#### PROVIDED PASSAGE

= 2001 Women's Islamic Games =

The third edition of the Women's Islamic Games took place in Tehran and Rasht, Iran from 2 to 8 November 2001. A total of 23 countries, 84 teams, and 795 athletes competed at the Games, which featured fifteen separate sports. The competition was due to feature 34 countries but due to the September 11 attacks in the United States, and the War in Afghanistan, the original number was reduced, as was the number of international observers. The competition was overseen by 389 referees and 9 international observers. Hosts Iran won the competition with a total of 185 medals; almost half the medals awarded at the Games.

########
#### RECORDED DATA

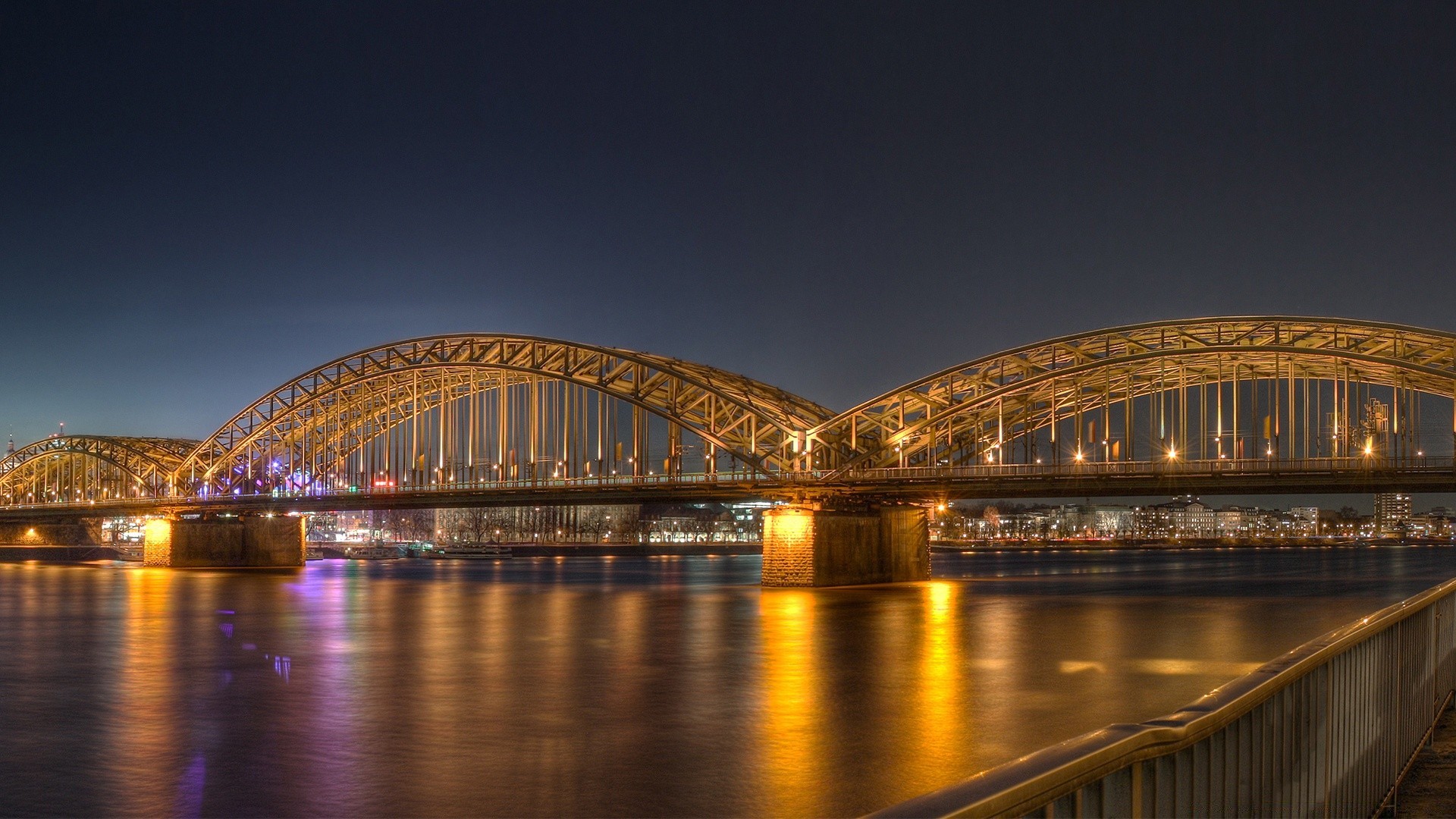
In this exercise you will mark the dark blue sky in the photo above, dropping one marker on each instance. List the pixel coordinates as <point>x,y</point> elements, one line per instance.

########

Answer these from the passage on the 2001 Women's Islamic Games:
1. In which two cities were the Games held?
2. How many countries were originally due to take part?
3. How many medals did Iran win?

> ANSWER TO THE PROBLEM
1. Tehran and Rasht
2. 34
3. 185